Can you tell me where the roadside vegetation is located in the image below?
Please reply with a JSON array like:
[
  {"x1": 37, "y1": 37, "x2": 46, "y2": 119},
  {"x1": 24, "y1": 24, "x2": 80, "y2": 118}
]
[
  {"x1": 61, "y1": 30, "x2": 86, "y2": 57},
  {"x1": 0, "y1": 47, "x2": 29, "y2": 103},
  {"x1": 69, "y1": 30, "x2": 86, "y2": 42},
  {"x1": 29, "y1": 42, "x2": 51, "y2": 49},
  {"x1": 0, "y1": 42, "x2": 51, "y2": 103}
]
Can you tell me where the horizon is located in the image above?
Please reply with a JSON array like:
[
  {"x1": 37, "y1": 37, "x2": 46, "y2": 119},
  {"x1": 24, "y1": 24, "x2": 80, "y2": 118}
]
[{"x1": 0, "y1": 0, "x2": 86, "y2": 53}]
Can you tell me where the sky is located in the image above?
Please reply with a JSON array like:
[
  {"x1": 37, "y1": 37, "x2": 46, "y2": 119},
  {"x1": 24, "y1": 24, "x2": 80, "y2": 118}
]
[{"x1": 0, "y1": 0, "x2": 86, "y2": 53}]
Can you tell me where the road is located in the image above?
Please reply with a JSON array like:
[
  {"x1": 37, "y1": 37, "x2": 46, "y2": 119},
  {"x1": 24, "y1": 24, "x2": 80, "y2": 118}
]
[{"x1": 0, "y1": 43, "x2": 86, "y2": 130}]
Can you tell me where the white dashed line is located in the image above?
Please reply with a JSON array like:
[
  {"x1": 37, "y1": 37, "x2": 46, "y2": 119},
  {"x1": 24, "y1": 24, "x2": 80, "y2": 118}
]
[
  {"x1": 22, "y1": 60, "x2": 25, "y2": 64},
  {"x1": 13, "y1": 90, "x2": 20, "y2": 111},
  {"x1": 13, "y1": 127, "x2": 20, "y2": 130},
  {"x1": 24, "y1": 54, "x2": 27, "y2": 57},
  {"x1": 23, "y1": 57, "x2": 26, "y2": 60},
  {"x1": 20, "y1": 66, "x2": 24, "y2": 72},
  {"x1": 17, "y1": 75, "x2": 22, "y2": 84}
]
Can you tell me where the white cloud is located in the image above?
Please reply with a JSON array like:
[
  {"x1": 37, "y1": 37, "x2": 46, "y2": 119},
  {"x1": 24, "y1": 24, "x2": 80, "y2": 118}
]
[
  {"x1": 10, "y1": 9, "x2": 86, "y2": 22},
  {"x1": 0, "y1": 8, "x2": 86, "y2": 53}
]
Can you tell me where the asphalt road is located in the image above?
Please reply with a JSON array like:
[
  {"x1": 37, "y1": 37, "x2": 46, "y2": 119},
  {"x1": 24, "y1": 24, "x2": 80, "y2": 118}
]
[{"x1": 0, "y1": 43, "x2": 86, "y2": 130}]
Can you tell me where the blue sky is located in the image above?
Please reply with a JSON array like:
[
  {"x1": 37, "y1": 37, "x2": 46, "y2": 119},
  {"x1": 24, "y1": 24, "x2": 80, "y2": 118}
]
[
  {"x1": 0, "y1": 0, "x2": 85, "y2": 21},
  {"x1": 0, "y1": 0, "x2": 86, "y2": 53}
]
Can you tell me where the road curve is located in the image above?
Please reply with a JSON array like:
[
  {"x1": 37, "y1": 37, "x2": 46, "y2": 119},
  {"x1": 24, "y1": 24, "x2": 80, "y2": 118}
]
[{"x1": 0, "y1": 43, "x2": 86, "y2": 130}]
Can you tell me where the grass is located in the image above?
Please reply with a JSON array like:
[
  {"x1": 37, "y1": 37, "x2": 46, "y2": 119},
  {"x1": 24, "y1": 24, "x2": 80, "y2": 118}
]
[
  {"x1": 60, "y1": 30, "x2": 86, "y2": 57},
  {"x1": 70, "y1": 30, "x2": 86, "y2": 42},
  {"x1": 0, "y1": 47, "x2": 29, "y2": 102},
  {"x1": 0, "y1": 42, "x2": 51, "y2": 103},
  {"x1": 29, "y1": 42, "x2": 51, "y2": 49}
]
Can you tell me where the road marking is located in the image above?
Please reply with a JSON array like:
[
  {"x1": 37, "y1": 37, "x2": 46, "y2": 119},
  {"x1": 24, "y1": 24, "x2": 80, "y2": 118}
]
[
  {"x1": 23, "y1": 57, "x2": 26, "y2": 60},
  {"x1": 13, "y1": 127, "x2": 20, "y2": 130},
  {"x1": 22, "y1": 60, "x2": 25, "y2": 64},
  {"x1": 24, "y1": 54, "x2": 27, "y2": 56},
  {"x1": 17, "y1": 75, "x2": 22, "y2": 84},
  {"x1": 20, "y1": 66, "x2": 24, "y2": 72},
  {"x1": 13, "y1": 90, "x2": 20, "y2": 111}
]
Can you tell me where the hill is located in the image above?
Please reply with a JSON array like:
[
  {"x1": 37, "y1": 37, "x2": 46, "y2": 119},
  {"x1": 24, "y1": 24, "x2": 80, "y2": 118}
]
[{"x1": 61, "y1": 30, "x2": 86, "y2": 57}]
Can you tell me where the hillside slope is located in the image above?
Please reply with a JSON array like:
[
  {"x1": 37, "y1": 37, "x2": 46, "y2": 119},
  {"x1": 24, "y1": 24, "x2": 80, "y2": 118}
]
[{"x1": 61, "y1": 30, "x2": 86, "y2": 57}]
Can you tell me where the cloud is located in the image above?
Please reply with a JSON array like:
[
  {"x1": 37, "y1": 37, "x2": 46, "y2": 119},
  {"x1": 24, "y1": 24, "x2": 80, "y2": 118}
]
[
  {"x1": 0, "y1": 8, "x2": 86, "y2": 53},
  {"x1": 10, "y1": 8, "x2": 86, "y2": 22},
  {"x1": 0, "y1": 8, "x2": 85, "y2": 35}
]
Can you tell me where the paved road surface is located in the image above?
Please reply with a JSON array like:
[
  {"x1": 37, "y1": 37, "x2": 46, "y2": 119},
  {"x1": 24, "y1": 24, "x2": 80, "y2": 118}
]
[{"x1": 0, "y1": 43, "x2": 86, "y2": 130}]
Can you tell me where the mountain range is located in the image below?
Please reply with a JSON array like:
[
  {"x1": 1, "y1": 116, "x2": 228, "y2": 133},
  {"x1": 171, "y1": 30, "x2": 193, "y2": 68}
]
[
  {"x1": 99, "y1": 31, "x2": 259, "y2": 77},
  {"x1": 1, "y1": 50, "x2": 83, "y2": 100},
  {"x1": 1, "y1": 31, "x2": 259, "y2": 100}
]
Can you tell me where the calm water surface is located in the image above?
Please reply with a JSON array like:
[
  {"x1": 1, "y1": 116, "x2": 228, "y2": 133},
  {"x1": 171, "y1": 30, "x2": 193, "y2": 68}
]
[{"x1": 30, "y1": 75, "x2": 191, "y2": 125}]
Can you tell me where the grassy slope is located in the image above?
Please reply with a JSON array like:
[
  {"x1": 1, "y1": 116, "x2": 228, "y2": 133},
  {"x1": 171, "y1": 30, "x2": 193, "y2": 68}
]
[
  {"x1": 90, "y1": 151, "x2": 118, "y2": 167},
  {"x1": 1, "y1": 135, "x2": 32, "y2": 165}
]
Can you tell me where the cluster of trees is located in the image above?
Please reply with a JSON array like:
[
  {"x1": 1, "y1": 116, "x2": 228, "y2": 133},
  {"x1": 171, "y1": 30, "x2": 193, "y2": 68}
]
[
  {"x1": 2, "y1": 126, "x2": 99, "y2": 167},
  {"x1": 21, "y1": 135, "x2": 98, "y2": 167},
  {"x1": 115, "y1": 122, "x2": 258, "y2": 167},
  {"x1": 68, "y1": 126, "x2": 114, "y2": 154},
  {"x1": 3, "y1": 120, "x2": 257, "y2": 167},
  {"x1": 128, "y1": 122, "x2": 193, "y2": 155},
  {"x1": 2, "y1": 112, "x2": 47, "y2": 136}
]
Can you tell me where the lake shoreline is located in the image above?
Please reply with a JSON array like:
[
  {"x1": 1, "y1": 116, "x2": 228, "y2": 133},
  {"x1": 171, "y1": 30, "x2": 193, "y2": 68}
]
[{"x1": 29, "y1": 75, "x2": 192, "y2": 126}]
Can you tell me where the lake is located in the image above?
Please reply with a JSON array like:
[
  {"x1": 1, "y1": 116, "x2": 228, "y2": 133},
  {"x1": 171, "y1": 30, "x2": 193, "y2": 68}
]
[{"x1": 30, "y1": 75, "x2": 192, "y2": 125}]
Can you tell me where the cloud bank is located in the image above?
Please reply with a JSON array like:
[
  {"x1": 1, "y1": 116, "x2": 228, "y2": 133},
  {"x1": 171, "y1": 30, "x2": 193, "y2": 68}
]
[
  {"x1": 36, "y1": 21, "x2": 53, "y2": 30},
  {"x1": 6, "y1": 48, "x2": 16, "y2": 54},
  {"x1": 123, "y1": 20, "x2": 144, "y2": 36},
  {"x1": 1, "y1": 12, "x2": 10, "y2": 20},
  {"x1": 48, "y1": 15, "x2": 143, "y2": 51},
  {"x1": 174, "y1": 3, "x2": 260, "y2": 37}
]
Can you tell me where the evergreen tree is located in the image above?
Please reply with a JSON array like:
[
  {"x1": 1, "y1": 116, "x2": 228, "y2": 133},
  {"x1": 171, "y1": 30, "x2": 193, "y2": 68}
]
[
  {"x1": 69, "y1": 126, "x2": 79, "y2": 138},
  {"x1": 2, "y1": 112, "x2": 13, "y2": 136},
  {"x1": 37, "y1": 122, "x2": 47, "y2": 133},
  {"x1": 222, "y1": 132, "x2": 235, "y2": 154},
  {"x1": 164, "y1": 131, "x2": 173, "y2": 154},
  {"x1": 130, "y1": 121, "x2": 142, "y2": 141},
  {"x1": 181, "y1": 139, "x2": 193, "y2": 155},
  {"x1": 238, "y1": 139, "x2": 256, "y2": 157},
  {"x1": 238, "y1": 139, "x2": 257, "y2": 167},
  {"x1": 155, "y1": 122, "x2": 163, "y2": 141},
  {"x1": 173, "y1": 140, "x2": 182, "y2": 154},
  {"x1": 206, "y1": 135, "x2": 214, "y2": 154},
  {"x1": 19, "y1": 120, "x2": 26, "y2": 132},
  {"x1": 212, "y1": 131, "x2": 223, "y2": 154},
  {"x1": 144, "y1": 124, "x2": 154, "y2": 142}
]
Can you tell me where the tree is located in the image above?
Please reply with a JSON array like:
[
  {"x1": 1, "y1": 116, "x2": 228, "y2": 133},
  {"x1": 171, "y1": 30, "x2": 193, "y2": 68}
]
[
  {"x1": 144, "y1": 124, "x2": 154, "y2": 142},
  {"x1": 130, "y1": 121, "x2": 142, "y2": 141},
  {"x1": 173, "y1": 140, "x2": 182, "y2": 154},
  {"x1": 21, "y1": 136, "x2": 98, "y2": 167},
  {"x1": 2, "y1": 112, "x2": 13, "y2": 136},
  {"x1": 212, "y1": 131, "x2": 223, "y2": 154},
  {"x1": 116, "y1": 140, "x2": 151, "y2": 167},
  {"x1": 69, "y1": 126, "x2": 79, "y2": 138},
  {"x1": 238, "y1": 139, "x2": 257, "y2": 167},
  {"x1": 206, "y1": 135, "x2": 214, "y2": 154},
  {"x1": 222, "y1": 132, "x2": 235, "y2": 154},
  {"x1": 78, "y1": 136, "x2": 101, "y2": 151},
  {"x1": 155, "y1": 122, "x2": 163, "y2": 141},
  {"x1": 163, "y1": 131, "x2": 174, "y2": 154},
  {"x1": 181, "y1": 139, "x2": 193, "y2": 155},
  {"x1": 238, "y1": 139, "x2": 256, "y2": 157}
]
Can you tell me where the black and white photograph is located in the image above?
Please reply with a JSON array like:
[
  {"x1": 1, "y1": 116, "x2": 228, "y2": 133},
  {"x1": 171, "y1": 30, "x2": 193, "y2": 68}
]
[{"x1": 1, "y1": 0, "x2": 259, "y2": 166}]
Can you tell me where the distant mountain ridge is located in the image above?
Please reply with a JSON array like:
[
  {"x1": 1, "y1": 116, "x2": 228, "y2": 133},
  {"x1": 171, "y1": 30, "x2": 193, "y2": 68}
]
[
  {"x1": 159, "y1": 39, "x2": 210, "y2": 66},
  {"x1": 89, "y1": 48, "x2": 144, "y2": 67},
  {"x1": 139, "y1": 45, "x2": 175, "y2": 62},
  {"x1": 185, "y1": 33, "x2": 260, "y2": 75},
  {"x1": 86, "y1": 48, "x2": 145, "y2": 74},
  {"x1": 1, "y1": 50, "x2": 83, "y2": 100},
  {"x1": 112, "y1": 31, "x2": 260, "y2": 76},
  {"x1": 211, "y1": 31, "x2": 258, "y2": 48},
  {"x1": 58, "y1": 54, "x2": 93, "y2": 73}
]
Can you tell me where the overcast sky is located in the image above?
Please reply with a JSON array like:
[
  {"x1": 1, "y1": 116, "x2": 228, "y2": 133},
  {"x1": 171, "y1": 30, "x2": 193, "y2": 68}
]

Work order >>
Could you please retype the lines from the start of the data through the line with "Can you tell me where the white dashed", both included, and nothing else?

Task solution >>
Can you tell me where the roadside vegetation is located in the image below?
Please reply with a JSON array like:
[
  {"x1": 37, "y1": 37, "x2": 46, "y2": 119},
  {"x1": 24, "y1": 24, "x2": 80, "y2": 118}
]
[
  {"x1": 61, "y1": 30, "x2": 86, "y2": 57},
  {"x1": 0, "y1": 47, "x2": 29, "y2": 103},
  {"x1": 69, "y1": 30, "x2": 86, "y2": 42},
  {"x1": 29, "y1": 42, "x2": 51, "y2": 49},
  {"x1": 0, "y1": 42, "x2": 51, "y2": 103}
]
Can you tell me where the horizon is located in the image above?
Please reply with a JSON array like:
[
  {"x1": 37, "y1": 37, "x2": 46, "y2": 119},
  {"x1": 24, "y1": 24, "x2": 80, "y2": 118}
]
[{"x1": 0, "y1": 0, "x2": 86, "y2": 53}]
Can you tell me where the sky is located in the image above?
Please reply with a JSON array like:
[
  {"x1": 37, "y1": 37, "x2": 46, "y2": 119},
  {"x1": 24, "y1": 24, "x2": 80, "y2": 118}
]
[{"x1": 0, "y1": 0, "x2": 86, "y2": 53}]
Can you tell me where the road is located in the image above?
Please reply with a JSON array like:
[
  {"x1": 37, "y1": 37, "x2": 46, "y2": 119},
  {"x1": 24, "y1": 24, "x2": 80, "y2": 118}
]
[{"x1": 0, "y1": 43, "x2": 86, "y2": 130}]
Can you tell me where the white dashed line is located in the image above?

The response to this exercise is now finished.